Saved entries
· · · · ·
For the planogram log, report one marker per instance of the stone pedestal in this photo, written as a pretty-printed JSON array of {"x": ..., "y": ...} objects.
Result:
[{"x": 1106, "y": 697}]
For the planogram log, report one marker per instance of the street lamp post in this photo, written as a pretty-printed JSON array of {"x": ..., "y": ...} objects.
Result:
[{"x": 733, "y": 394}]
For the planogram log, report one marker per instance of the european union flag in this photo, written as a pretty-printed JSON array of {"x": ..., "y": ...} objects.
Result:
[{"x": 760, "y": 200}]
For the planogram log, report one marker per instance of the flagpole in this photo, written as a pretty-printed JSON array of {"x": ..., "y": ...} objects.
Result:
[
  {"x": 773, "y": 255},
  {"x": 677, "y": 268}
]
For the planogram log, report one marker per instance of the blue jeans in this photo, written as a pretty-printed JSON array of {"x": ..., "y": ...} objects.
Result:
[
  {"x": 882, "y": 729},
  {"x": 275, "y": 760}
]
· · · · ·
- [TASK GOAL]
The records must be reproduced in full. Nothing should differ.

- [OUTPUT OF THE EXERCISE]
For the planogram log, report one marker per instance of the stone pedestal in this photo, written as a pretty-printed JSON array of {"x": ..., "y": ...} objects.
Result:
[{"x": 1106, "y": 697}]
For the planogram log, report one marker per instance of the street lamp post in this photo, written as a pretty-printed JSON array of {"x": ..., "y": ...} objects.
Result:
[{"x": 733, "y": 394}]
For the planogram log, report one marker per instance of the european union flag in this photo, written as a pretty-printed JSON array of {"x": ..., "y": ...} objects.
Result:
[{"x": 760, "y": 200}]
For the planogram log, report one marker per instance of the flagpole in this photo, written as a pretty-printed JSON array of {"x": ..., "y": ...} objects.
Result:
[
  {"x": 773, "y": 255},
  {"x": 677, "y": 268}
]
For the planogram log, report one marker per instance of the blue jeans in this photo, written as a pretty-printed JSON array of {"x": ..., "y": ...} objects.
Result:
[
  {"x": 882, "y": 729},
  {"x": 275, "y": 760}
]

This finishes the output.